= TRECHO DE ORIGEM =
-=-=-=-=-

We’e’ena: Quando completei 18 anos, me transferi para São Paulo, onde terminei meus estudos e entrei para a faculdade, faço hoje o curso de Gestão Financeira. Não sabia que tinha tantos outros indígenas que moravam em São Paulo e lideravam movimentos, assim como era comum em Manaus. Fui me integrando aos índios Guarani, Chavante e outras etnias, e nossa união ocasionou o fortalecimento do movimento pelo nosso povo. Então em 2010, fui convidada a conceder uma entrevista em uma TV local para falar da mulher indígena. Uma das representantes da LIBRA - Liga das Mulheres Eleitoras do Brasil -, me conheceu nessa gravação e me fez o convite para integrar a instituição a fim de representar as mulheres brasileiras indígenas.
We'e'na e suas obras de arte. Foto: Divulgação

- E o que exatamente é a LIBRA e qual seu papel nessa instituição?
We’e’ena: A Liga das Mulheres Eleitoras do Brasil nasceu na Alemanha no século 20, e se extendeu entre Europa e EUA, quando no pós-guerra as mulheres se uniram para conseguir melhores condições de trabalho e direitos também de votar. A data da fundação do movimento foi acertada em 1975, onde também se deu o Dia Internacional da Mulher. No Brasil, a LIBRA existe há mais de 60 anos.
Aqui a instituição já tinha sua representante branca, não indígena, e também a afro, exceto uma mulher que pudesse falar e representar as indígenas. Depois que me viram dando entrevista para a TV, entraram em contato comigo e fizeram o convite a fim de fortalecer o movimento. Depois de três meses de conversa eu aceitei, pois não é fácil você representar uma nação indígena. Pois não sou somente porta voz das mulheres, mas de todo o povo indígena que ainda está lutando para ser reconhecido em sua própria terra.

- E desde quando você é representante pela LIBRA?
We’e’ena: Estou há dois anos nesse cargo. Faço palestras, falo de nosso povo para as indígenas e não indígenas. Realizo fóruns, debates em vários eventos pelo país a fim de conquistar e ocupar de fato nosso espaço, direitos sociais, artísticos, políticos e dar poder e visibilidade para as mulheres indígenas. Nós não temos visibilidade ainda, agora que estamos conseguindo entrando no Congresso Nacional, reivindicando leis. Aliás, reconhecemos que há muitos projetos escritos em nosso favor, e eu procuro entender as propostas para levar ao conhecimento das mulheres, já que sou representante das indígenas em nível nacional.
We'e'na com Ana Paula Padrão em premiação em São Paulo. Foto: Divulgação

- E como representante pela LIBRA, o que visa para seu povo? Qual tipo de reconhecimento almeja?

-=-=-=-=-

= TAREFA PROPOSTA =
Prossiga a entrevista com We’e’ena sobre seu papel na LIBRA a partir da última linha apresentada.

[Trecho do conjunto de dados]

-=-=-=-=-

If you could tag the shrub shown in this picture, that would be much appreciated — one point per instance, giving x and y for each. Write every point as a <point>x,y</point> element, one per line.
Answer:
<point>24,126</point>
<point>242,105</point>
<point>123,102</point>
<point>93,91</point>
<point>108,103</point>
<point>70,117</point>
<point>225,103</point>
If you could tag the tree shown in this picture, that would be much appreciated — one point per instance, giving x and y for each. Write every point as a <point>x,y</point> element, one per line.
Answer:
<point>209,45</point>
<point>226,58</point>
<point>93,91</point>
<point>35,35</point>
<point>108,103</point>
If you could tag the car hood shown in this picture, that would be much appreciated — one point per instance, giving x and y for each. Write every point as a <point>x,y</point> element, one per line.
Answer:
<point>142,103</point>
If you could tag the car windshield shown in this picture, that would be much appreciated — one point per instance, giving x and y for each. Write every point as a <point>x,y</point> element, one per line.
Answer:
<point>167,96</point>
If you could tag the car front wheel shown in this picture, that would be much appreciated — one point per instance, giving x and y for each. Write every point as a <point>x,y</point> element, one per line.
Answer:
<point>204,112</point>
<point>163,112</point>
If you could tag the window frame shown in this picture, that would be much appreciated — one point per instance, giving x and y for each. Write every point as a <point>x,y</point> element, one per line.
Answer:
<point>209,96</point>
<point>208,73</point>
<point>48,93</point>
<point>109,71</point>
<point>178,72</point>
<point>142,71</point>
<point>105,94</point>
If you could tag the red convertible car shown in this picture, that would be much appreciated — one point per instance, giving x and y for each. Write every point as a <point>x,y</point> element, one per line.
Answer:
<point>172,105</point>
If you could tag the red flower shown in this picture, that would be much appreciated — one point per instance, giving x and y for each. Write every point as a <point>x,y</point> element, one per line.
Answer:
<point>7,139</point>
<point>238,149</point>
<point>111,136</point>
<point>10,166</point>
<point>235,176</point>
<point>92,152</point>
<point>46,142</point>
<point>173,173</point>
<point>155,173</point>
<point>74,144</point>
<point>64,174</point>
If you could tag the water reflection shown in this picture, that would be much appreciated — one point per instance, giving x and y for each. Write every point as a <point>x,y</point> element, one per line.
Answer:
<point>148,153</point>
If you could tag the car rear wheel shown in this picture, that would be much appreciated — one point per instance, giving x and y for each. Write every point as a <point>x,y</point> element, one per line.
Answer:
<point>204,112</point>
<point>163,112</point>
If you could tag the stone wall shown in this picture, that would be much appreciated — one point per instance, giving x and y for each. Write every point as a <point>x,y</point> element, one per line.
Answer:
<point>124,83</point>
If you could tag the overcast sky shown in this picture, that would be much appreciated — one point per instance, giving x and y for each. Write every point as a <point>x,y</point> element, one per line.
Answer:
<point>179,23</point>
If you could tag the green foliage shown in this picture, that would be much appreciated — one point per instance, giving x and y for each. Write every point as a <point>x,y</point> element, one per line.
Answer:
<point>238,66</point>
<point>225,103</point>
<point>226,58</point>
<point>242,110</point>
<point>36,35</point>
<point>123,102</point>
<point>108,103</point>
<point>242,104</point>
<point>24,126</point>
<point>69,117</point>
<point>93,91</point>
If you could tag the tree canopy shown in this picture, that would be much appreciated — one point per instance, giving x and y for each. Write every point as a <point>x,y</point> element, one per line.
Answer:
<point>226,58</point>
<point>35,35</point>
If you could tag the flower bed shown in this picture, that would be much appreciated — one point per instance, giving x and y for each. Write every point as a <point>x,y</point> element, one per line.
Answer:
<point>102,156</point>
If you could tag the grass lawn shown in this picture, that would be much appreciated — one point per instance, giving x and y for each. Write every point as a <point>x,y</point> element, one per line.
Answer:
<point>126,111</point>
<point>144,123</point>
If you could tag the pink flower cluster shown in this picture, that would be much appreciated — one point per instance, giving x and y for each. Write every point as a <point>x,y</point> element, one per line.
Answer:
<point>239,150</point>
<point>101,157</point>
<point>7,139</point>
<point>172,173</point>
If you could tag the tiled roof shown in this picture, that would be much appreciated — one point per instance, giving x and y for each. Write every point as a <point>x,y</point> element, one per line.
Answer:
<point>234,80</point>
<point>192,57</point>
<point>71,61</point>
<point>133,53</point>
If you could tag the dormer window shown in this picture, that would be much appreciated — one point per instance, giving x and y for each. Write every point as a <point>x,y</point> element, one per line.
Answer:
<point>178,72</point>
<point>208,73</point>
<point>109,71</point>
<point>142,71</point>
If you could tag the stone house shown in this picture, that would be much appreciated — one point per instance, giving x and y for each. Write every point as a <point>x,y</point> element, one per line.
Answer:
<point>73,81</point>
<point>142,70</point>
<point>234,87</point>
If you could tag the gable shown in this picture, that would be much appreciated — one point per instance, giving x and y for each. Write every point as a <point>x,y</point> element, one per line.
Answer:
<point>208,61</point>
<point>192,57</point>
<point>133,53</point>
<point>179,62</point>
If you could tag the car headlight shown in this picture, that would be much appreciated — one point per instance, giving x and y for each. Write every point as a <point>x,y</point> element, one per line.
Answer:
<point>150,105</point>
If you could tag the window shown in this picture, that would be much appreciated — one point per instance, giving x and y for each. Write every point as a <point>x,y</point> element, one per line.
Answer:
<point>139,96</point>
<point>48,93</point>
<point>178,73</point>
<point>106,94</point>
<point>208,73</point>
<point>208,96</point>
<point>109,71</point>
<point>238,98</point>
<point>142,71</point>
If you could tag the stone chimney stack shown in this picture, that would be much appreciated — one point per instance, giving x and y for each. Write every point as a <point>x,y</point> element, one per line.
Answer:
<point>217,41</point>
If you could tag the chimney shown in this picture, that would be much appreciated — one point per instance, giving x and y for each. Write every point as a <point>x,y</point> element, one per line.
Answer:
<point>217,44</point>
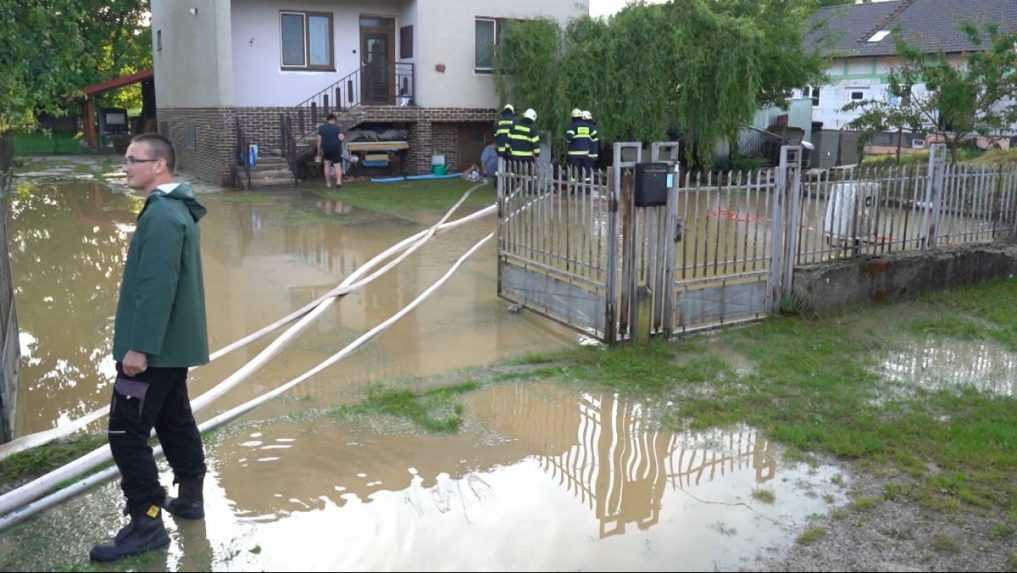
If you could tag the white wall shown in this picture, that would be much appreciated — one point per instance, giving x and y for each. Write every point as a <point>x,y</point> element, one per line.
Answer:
<point>192,69</point>
<point>408,16</point>
<point>257,75</point>
<point>446,37</point>
<point>837,93</point>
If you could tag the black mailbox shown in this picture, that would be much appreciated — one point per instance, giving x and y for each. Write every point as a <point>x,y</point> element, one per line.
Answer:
<point>652,183</point>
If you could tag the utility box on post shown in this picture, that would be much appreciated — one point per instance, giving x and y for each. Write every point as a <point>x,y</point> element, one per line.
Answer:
<point>652,183</point>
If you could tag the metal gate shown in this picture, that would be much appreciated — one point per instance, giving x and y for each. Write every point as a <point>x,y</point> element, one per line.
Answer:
<point>557,243</point>
<point>731,264</point>
<point>574,246</point>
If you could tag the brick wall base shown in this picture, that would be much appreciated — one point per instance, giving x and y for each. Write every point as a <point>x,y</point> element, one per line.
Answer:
<point>205,137</point>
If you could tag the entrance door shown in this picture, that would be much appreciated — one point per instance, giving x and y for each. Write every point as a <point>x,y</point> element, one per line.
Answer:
<point>377,38</point>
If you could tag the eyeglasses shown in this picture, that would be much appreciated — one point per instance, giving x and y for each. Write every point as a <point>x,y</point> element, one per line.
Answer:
<point>129,160</point>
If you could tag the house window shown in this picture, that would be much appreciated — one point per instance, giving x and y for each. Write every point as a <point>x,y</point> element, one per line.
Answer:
<point>307,41</point>
<point>485,38</point>
<point>406,42</point>
<point>812,93</point>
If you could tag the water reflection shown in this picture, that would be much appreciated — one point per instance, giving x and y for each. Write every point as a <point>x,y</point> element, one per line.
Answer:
<point>541,477</point>
<point>936,363</point>
<point>264,254</point>
<point>603,451</point>
<point>66,251</point>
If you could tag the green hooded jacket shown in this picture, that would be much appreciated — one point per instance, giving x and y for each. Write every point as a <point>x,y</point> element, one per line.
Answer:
<point>161,310</point>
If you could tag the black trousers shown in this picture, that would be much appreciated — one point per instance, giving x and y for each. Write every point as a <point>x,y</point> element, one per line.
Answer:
<point>156,398</point>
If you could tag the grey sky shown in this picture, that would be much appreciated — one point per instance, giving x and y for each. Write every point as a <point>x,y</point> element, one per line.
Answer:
<point>603,7</point>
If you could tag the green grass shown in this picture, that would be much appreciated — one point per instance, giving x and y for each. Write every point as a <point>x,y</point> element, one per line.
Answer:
<point>1002,531</point>
<point>811,535</point>
<point>434,411</point>
<point>42,144</point>
<point>863,503</point>
<point>945,545</point>
<point>43,459</point>
<point>396,198</point>
<point>765,496</point>
<point>815,387</point>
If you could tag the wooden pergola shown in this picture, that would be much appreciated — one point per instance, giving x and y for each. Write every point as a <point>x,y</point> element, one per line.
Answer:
<point>144,77</point>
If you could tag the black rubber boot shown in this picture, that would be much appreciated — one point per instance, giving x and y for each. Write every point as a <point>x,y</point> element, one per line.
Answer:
<point>190,504</point>
<point>144,532</point>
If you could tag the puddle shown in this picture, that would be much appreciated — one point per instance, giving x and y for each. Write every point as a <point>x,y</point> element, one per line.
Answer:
<point>541,477</point>
<point>940,363</point>
<point>264,254</point>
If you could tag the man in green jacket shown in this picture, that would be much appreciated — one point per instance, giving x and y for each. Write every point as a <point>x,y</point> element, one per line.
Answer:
<point>160,332</point>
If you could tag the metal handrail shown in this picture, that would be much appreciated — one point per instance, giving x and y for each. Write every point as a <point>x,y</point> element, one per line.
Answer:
<point>242,152</point>
<point>347,94</point>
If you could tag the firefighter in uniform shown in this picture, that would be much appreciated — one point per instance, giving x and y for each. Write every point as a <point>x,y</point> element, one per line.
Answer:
<point>591,159</point>
<point>524,141</point>
<point>578,139</point>
<point>505,120</point>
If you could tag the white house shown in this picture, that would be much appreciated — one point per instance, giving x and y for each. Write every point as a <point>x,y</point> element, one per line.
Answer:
<point>859,39</point>
<point>420,65</point>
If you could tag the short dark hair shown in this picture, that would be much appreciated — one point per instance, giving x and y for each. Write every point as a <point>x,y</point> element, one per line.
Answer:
<point>161,148</point>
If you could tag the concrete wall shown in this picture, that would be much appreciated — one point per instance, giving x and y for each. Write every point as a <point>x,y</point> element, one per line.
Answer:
<point>9,343</point>
<point>194,63</point>
<point>897,277</point>
<point>258,79</point>
<point>446,32</point>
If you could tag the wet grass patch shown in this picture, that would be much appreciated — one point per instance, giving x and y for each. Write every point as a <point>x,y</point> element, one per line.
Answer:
<point>436,411</point>
<point>38,461</point>
<point>811,535</point>
<point>944,545</point>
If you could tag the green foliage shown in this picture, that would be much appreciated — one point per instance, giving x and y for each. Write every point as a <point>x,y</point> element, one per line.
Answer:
<point>696,66</point>
<point>958,102</point>
<point>50,49</point>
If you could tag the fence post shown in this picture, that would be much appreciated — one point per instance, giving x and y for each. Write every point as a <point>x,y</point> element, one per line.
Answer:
<point>664,290</point>
<point>934,192</point>
<point>791,163</point>
<point>500,186</point>
<point>782,231</point>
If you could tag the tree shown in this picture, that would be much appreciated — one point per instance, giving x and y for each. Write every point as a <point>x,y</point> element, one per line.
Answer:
<point>955,101</point>
<point>702,67</point>
<point>49,49</point>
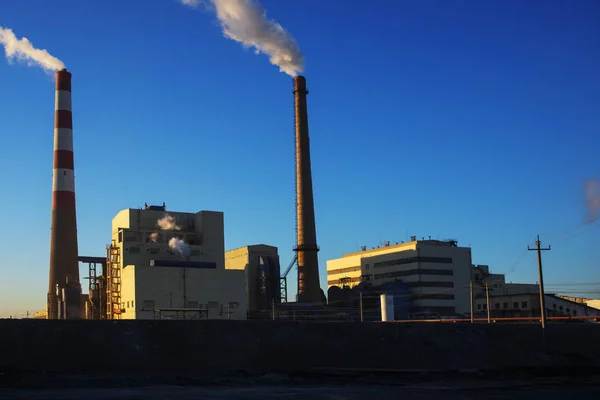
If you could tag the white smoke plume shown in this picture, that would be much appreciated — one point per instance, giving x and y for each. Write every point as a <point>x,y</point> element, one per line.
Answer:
<point>179,246</point>
<point>246,21</point>
<point>23,50</point>
<point>592,196</point>
<point>168,223</point>
<point>191,3</point>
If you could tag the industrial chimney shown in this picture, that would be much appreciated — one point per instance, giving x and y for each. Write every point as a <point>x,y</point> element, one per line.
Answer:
<point>309,289</point>
<point>64,289</point>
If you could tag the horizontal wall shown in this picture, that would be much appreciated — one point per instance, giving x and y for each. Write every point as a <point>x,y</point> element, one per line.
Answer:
<point>212,348</point>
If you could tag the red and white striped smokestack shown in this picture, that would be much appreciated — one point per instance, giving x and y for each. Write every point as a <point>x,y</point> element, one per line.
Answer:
<point>309,290</point>
<point>64,289</point>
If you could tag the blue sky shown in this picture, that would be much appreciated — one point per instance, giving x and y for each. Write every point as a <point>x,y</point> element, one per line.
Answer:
<point>456,119</point>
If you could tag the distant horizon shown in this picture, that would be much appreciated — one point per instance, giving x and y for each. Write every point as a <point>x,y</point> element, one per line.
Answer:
<point>469,120</point>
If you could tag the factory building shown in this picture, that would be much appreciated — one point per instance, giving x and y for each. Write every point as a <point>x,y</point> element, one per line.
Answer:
<point>528,305</point>
<point>437,273</point>
<point>261,267</point>
<point>497,284</point>
<point>171,264</point>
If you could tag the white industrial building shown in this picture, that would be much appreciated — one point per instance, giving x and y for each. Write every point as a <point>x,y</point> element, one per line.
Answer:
<point>173,268</point>
<point>437,273</point>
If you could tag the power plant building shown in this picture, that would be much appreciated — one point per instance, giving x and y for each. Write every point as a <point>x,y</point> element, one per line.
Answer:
<point>261,267</point>
<point>437,273</point>
<point>171,263</point>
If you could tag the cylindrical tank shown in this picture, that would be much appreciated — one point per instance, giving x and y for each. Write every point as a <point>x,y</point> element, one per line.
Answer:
<point>387,308</point>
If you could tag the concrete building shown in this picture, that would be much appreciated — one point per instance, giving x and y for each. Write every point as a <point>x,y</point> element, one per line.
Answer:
<point>497,283</point>
<point>171,260</point>
<point>437,273</point>
<point>260,264</point>
<point>528,305</point>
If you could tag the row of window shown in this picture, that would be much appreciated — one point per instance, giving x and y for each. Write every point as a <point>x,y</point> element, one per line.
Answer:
<point>524,304</point>
<point>156,237</point>
<point>156,250</point>
<point>149,304</point>
<point>411,272</point>
<point>410,260</point>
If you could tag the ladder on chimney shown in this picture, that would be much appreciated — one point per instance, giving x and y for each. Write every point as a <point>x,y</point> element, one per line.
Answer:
<point>113,287</point>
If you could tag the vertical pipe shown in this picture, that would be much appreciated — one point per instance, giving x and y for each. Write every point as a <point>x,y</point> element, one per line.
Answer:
<point>471,296</point>
<point>64,267</point>
<point>308,265</point>
<point>487,301</point>
<point>361,307</point>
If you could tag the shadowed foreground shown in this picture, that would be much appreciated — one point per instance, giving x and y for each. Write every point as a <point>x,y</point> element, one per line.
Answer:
<point>265,359</point>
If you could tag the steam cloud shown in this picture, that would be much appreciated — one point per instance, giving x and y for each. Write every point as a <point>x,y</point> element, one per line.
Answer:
<point>168,223</point>
<point>23,50</point>
<point>246,21</point>
<point>179,246</point>
<point>592,196</point>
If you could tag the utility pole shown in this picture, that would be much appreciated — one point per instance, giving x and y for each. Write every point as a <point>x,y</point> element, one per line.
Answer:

-=-=-=-=-

= RESULTADO FINAL =
We’e’ena: Quero que a mulher indígena tenha direito a voz entre as aldeias e fora das aldeias. Que ela possa entra no mercado de trabalho, competir de forma igualitária e ter os mesmo direitos que o branco ou o negro. Não queremos ser diminuídos e discriminados porque as pessoas não conhecem a cultura indígena, mas reconhecidos, queremos ocupar os espaços sociais, administrativos em uma empresa, por exemplo, ter visibilidade artística, política. O que as mulheres indígenas querem é poder se unir e ter o mesmo direito de todas as pessoas.
Sou artista plástica e cantora, luto pelo meu espaço e então gostaria que todas as mulheres brasileiras indígenas tivessem também a oportunidade de mostrar seus trabalhos. Não vejo democracia quanto a isso. Quando falamos de Direitos Humanos temos que incluir o branco, o negro e o índio. O índio também vota, então tem o direito e o poder de conquistar o espaço de forma igualitária.

- Você saiu da aldeia aos 12, aos 18 já estava em São Paulo e hoje é representante das indígenas pela LIBRA. Qual sua ligação com as aldeias, para você representá-las, como busca esse vínculo? 
We’e’ena: Viajo por diversas partes do Brasil. Dias atrás, por exemplo, aproveitei que fui participar de um congresso na Bahia e visitei as indígenas Pataxó de lá. E agora com a tecnologia, fica mais fácil. É tudo muito novo, mas as mulheres estão interessadas nessa evolução, tentamos nos integrar pelas redes e criar uma maneira de não somente eu representá-las, mas que cada etnia possa ter sua representante. Eu visito as aldeias e tenho pedido que elejam uma mulher para que os represente e com quem eu possa ficar em contato para que me passe o que vem acontecendo, suas necessidades. Com esse conhecimento, tenho condição de levar propostas para nossos representantes no Congresso Nacional, por exemplo.
Em 2011, por exemplo, fizemos um fórum em São Paulo e conseguimos reunir 200 mulheres indígenas de todo o Brasil, pelo menos uma mulher de cada etnia.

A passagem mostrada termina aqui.